- _Passage_
----------------

On a day when the Delhi University Students’ Union elections were held, the new Vice-Chancellor of Jamia Millia Islamia Najeeb Jung on Friday said he was not averse to students’ union polls but stopped short of giving any indications on holding these elections on the Jamia campus.
Jamia administration had prohibited students’ union elections a few years ago.
“Prima facie I am not averse to students’ union elections. I have no problems. But I do not know the background. I will read the related files and see what can be done,” said Mr. Jung at his maiden press conference on the campus.
He also avoided any comment on the Batla House encounter that took place in the University’s neighbourhood last year by claiming “the V-C doesn’t have much involvement on the issue.”
Mr. Jung said he wanted to single-handedly work for the benefit of students and provide them all the facilities.

----------------

- _Brief 1_
Could you rewrite the paragraph beginning "On a day when" in the report on Jamia's new Vice-Chancellor more briefly, keeping its main facts?
- _Brief 2_
Continue the report on Jamia's new Vice-Chancellor from its last sentence.

----------------

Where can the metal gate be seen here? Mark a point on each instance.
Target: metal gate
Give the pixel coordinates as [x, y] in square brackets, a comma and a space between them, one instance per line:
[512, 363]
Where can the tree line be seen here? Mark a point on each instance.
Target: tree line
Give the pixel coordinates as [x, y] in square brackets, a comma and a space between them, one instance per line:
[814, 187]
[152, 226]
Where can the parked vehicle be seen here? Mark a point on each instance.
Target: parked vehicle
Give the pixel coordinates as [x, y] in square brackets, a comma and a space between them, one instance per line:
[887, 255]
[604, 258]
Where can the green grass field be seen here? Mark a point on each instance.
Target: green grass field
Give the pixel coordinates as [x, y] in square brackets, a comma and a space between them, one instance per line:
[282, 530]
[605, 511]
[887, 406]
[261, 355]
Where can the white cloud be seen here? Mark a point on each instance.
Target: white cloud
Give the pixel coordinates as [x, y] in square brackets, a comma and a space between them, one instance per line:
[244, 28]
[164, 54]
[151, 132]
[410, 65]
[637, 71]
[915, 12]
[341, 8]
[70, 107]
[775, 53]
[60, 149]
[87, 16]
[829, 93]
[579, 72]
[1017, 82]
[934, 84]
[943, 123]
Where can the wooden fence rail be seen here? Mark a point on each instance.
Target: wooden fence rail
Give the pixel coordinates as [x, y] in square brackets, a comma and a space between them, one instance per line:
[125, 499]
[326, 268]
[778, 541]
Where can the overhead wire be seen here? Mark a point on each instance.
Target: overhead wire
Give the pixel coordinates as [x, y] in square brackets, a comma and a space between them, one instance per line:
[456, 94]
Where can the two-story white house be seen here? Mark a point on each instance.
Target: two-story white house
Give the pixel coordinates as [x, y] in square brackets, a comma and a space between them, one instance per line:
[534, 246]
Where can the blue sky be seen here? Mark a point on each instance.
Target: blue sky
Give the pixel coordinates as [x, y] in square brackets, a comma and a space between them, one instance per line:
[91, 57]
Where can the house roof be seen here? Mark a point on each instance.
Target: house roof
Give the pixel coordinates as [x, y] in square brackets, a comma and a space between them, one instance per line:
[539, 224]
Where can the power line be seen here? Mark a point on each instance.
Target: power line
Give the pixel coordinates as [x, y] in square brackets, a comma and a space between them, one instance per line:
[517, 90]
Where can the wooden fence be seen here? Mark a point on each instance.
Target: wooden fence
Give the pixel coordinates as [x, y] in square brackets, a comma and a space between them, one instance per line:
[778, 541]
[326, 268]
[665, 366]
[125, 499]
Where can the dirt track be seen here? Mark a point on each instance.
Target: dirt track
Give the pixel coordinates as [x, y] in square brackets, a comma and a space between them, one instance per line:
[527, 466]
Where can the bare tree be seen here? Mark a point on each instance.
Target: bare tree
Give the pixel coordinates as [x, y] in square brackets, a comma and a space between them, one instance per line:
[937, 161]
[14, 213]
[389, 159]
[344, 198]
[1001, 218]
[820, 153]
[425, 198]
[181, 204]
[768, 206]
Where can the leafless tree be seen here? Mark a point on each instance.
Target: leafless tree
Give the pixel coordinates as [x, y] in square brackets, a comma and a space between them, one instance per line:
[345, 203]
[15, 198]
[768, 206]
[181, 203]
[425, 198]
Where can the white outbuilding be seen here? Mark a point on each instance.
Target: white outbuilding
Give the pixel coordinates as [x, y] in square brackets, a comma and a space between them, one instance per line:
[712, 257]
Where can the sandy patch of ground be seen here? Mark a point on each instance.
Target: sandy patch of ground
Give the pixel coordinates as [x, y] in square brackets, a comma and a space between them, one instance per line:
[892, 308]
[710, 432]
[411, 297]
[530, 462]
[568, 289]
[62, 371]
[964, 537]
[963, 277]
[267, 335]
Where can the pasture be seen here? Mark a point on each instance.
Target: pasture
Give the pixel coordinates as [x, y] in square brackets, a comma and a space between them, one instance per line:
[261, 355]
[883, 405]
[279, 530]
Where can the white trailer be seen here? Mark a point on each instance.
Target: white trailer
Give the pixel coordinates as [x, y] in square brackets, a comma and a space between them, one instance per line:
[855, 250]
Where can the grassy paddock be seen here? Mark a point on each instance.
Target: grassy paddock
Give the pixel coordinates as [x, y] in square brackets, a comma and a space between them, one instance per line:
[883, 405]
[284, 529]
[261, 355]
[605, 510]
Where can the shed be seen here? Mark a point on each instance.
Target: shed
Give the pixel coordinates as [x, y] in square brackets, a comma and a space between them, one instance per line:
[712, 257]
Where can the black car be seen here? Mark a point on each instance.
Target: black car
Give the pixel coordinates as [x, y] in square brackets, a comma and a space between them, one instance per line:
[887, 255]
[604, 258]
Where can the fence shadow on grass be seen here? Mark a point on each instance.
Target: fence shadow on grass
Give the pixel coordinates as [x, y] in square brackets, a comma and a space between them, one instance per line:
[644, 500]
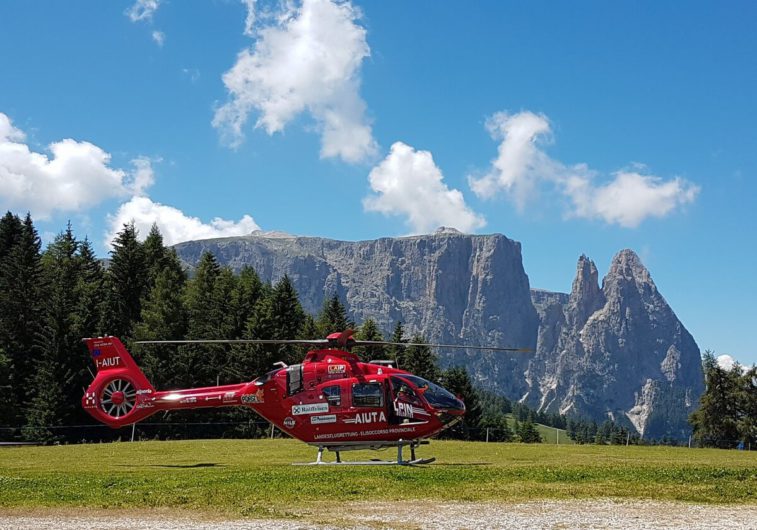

----------------

- _Exercise answer 1_
On Friday, the day of the Delhi University Students' Union elections, Najeeb Jung, the new Vice-Chancellor of Jamia Millia Islamia, said he was not averse to students' union polls but gave no indication of whether they would be held on the Jamia campus.

- _Exercise answer 2_
“The raison d’etre of Jamia is welfare of its students. My interest is that all the activities we do should be linked to the students’ welfare. A Jamia student should be socially, emotionally and educationally finished article. Our students should be a proud product of nation and they should be proud of their institution,” Mr. Jung asserted.
He also met the area Delhi Commissioner of Police Shalini Singh to discuss the well being of students.
On Thursday after Mr. Jung took over, a B.Tech. student died in a road accident at Jamia Nagar. The V-C announced an ex-gratia amount of Rs.1 lakh to the boy’s family.
The V-C said his prime focus would be on developing infrastructure on the campus.
“I want to improve the hostels, open more coaching centres to train students for IAS/IPS and more games facilities. Our potential is enormous. We must give our students infrastructure and means to develop fully. They should be able to live comfortably here.”
An international expert on energy, Mr. Jung said he would look at launching courses in petroleum technology and petroleum economics since there was a big market for them.
“We must also have a college of medicine. Vocational training is also important for sustainable living for so many students. At the same time, research is also important. I have been a researcher for the past six years and research is never a waste of time.”
A former bureaucrat, Mr. Jung also dismissed the scepticism of a section of Jamia teachers who were opposed to the idea of a bureaucrat heading the University.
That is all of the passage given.